• **Exercise directions**
Reproduce every record below word for word, leaving nothing out and changing nothing.

*****

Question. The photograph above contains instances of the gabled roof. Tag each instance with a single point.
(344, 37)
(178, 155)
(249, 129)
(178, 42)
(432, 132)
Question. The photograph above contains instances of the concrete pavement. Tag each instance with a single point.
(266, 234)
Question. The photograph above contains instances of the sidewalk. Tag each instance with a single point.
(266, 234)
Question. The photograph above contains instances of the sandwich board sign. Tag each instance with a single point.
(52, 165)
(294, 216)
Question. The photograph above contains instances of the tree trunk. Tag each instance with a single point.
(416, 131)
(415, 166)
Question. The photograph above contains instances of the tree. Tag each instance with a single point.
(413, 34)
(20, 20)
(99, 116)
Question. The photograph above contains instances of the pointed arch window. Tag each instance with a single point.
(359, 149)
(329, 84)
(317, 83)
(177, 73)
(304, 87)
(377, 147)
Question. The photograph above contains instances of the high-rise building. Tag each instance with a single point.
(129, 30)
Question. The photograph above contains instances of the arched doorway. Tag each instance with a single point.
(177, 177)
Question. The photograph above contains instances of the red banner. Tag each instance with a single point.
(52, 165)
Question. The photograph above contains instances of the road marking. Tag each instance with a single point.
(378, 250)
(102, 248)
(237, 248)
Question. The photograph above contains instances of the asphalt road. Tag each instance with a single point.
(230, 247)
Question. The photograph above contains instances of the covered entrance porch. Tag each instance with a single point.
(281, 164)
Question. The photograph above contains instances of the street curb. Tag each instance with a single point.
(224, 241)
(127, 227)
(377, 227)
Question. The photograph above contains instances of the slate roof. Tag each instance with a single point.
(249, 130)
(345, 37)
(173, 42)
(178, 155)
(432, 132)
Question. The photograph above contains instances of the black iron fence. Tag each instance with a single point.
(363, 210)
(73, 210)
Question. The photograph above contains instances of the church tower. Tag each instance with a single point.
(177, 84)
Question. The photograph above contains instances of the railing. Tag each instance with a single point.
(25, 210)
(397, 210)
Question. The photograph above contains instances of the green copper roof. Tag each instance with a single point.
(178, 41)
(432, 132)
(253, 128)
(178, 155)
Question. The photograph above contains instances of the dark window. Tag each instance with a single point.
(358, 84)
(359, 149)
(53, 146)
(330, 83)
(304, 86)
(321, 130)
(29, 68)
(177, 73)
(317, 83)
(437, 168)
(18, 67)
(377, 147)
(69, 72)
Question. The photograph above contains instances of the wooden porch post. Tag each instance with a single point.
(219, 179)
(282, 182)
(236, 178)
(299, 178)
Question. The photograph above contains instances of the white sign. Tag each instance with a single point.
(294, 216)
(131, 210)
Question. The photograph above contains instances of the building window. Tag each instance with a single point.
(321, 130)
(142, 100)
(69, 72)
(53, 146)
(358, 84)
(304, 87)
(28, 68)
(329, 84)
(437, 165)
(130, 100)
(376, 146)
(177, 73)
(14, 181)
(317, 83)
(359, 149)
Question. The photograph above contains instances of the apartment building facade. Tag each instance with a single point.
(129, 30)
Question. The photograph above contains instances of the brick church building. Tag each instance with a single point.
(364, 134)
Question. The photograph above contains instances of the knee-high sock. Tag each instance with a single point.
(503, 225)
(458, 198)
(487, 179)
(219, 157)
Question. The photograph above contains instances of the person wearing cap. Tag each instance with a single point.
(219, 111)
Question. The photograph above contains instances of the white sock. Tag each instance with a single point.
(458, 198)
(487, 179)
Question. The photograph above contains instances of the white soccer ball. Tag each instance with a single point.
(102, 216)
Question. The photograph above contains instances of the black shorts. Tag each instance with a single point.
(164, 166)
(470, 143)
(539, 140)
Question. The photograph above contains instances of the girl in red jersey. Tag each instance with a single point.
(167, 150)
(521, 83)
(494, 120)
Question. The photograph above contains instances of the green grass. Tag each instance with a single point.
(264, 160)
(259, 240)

*****

• **Answer to this task**
Question. The photograph above contains instances of the gabled roof. Tag each instance with a single point.
(344, 37)
(178, 155)
(249, 129)
(178, 42)
(432, 132)
Question. The photograph above contains instances of the concrete pavement. Tag each instance with a single point.
(266, 234)
Question. The photograph above contains instances of the sidewalk. Tag each instance with a single point.
(266, 234)
Question. The photograph above contains instances of the sandwich board sign. Tag each instance with a single point.
(52, 165)
(294, 216)
Question. The photograph above contains instances of the tree trunk. Tag each instance with a single point.
(416, 131)
(415, 166)
Question. The photograph above contains instances of the tree. Tag each instance with a single point.
(413, 34)
(20, 20)
(99, 116)
Question. The photograph above contains instances of the pointed arch window. Tag each instance with a single point.
(359, 149)
(329, 84)
(317, 83)
(177, 73)
(304, 87)
(377, 147)
Question. The photograph above contains instances of the high-rise building. Tag each instance with a single point.
(129, 30)
Question. The photograph above contains instances of the arched doorway. Tag each instance with a single point.
(177, 177)
Question. The photograph above contains instances of the red banner. Tag each instance with a single point.
(52, 165)
Question. The photograph above contains instances of the road marking. Tag each instance with a single point.
(378, 250)
(102, 248)
(237, 248)
Question. The photograph above contains instances of the asphalt road. Tag each instance with a single point.
(230, 247)
Question. The photograph above contains instances of the covered entrance porch. Tag each instance with a single point.
(281, 164)
Question. The photograph above contains instances of the street curb. Tag each instance with a single point.
(224, 241)
(127, 227)
(377, 227)
Question. The photograph above contains instances of the slate roof. Tag each instance with a single point.
(249, 130)
(345, 37)
(173, 42)
(178, 155)
(432, 132)
Question. The photograph above contains instances of the black iron fence. Tag each instance with a single point.
(363, 210)
(73, 210)
Question. The photograph above contains instances of the church tower. Tag each instance with a single point.
(177, 84)
Question. The photograph above contains instances of the railing. Tag each instance with a single point.
(25, 210)
(397, 210)
Question. The photograph above contains instances of the green copper roof. Tag each instance with a single point.
(178, 41)
(432, 132)
(253, 128)
(178, 155)
Question. The photograph above contains instances of the dark window. Tag each instance with a single point.
(358, 84)
(359, 149)
(53, 146)
(330, 83)
(304, 86)
(321, 130)
(29, 68)
(177, 73)
(317, 83)
(437, 168)
(18, 67)
(377, 147)
(69, 72)
Question. The photograph above contains instances of the wooden porch post. Tag each instance with a single point.
(219, 179)
(282, 182)
(236, 178)
(299, 178)
Question. The photograph above contains instances of the white sign. Tag each instance with a single point.
(294, 216)
(131, 210)
Question. The photograph above contains instances of the building window. Tag each instance with a single point.
(321, 130)
(142, 100)
(69, 72)
(53, 146)
(358, 84)
(304, 87)
(28, 68)
(329, 84)
(437, 165)
(130, 100)
(376, 146)
(177, 73)
(14, 181)
(317, 83)
(359, 149)
Question. The photograph above contains instances of the apartment building facade. Tag each instance with a single point.
(129, 30)
Question. The photograph above contains instances of the brick church building. Tag each instance with a single point.
(364, 134)
Question. The photograph above contains instances of the knee-high sock. Tag each instance with a single point.
(503, 225)
(458, 198)
(487, 179)
(219, 157)
Question. The photograph above contains instances of the person wearing cap. Tag each instance with a single point.
(219, 111)
Question. The photograph above contains instances of the white sock. Tag each instance with a single point.
(458, 198)
(487, 179)
Question. The photograph above contains instances of the white soccer ball. Tag each instance with a single point.
(102, 216)
Question. The photograph above contains instances of the black shorts. Tag each instance with a single point.
(164, 166)
(470, 143)
(539, 140)
Question. The photograph above contains instances of the girl in red jersey. Tag each instance with a single point.
(167, 150)
(521, 83)
(494, 120)
Question. The photograph above contains instances of the green grass. Tag each instance with a single point.
(264, 160)
(259, 240)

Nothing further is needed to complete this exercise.